The full listing below should be repeated exactly.

--- INPUT DATA ---
═══

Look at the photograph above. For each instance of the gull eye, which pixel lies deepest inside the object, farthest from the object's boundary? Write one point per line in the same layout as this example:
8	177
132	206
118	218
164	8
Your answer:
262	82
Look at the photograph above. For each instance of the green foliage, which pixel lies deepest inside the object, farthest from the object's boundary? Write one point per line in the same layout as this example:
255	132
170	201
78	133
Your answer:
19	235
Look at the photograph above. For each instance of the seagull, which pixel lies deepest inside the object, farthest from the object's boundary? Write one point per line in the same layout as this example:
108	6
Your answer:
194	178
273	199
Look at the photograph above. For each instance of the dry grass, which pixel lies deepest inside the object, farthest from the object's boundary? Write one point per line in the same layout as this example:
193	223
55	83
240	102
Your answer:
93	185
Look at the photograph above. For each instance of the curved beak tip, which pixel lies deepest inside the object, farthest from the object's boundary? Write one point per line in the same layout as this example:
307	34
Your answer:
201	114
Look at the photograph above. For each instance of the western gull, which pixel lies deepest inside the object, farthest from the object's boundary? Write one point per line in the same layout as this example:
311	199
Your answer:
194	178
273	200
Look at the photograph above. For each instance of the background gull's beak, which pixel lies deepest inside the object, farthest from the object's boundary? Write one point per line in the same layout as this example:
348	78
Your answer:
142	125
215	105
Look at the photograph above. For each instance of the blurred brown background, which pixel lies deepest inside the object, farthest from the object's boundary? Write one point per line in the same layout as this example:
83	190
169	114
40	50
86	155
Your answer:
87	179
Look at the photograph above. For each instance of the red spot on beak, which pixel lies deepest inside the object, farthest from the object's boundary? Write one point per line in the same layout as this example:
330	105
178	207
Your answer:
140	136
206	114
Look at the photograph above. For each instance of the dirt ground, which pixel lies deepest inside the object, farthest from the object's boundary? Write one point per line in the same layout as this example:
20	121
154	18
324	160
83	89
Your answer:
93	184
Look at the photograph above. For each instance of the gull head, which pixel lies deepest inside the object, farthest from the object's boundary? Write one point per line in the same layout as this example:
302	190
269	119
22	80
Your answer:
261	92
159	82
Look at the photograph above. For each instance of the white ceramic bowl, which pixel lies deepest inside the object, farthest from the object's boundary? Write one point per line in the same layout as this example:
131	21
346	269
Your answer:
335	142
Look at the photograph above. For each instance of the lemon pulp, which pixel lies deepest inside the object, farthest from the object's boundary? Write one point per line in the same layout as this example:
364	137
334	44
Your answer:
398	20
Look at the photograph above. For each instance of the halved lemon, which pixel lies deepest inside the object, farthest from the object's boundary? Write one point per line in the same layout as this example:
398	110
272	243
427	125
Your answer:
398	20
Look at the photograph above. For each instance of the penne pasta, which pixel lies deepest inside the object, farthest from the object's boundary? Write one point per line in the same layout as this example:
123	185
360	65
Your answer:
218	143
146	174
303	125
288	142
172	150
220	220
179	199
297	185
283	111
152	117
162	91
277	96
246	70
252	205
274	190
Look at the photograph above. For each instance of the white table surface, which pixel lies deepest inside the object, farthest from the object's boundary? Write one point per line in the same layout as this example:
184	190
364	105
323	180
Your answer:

═══

--- WRITTEN RESPONSE ---
Look at the photograph above. For each instance of the gull eye, which pixel lies deepest inside the object, farthest from the object's boundary? Write one point per line in the same layout as this example:
8	177
132	206
118	218
164	8
Your answer:
262	82
Look at the photograph above. For each instance of the green foliage, which pixel lies deepest inside the object, farthest from the object's boundary? Write one point per line in the same layout as this example:
255	132
170	201
78	133
Your answer:
19	235
Look at the photograph above. For each instance of the seagull, which pixel lies deepest inside the object, farthest from the object's boundary? Write one point per line in the same layout as this example:
108	6
Your answer:
194	178
273	199
Look at the photograph above. For each instance of the dry grass, which pixel lies deepest inside the object, farthest from the object's boundary? Write one point per line in the same layout as this example:
193	223
55	83
240	102
Your answer:
93	185
Look at the photograph above. For each instance of the curved beak tip, which pixel lies deepest inside the object, farthest from the object's boundary? Write one point per line in the same layout as this example:
307	34
Your answer:
201	114
Look at the photograph above. For each instance of the western gull, which pixel lies deepest inside the object, farthest from the object's boundary? Write one point per line in the same layout as this example:
311	199
Your answer:
194	178
273	200
Look at the photograph above. For each instance of the background gull's beak, which pixel lies deepest inside the object, farthest from the object's boundary? Write one point per line in the same layout as this example:
348	78
Your answer:
142	125
215	105
Look at the photograph above. For each instance of the blurred brown background, which pixel lies deepest inside the object, farthest from the object's boundary? Write one point per line in the same layout as this example:
83	190
169	114
40	50
86	155
Your answer:
87	179
Look at the photograph above. For each instance of the red spot on beak, which pixel lies deepest inside the object, farthest from the object's boundary? Write one point per line in the same layout as this example:
330	105
178	207
Your answer:
140	136
206	114
Look at the photograph above. For each instance of the dirt ground, which pixel lies deepest inside the object, farthest from the object's boundary? Write one point per line in the same layout as this example:
20	121
154	18
324	160
83	89
Your answer:
93	184
Look at the photograph above. For each instance of the gull head, which pixel lies deepest inside the object, farthest from the object's boundary? Write one point per line in the same layout as this example:
302	190
269	119
22	80
Your answer:
261	92
159	82
Look at the photograph above. For each instance of the white ceramic bowl, which pixel lies deepest inside the object, farthest from the object's boundary? Write one point per line in the same layout as this example:
131	21
346	269
Your answer:
335	142
Look at the photograph above. For each instance of the lemon pulp, which pixel lies deepest inside the object, farthest from the object's boundary? Write one point per line in the same layout as this example:
364	137
334	44
Your answer:
398	20
Look at the photograph above. For each instance of the halved lemon, which pixel lies deepest inside the object, farthest from the object's boundary? Write one point per line in the same layout as this example:
398	110
272	243
427	125
Your answer:
398	20
Look at the photograph above. For each instance of the penne pasta, which pixel lies deepest inside the object, farthest from the object's boundary? Write one point per line in the same layout as this example:
123	185
360	65
Your answer:
218	143
146	174
303	125
288	142
172	150
220	220
179	199
297	185
283	111
152	117
162	91
277	96
246	70
252	205
274	190
Look at the photograph above. For each instance of the white table surface, which pixel lies deepest inside the object, farthest from the object's boundary? Write one point per line in the same layout as this example:
184	190
364	105
323	180
Your answer:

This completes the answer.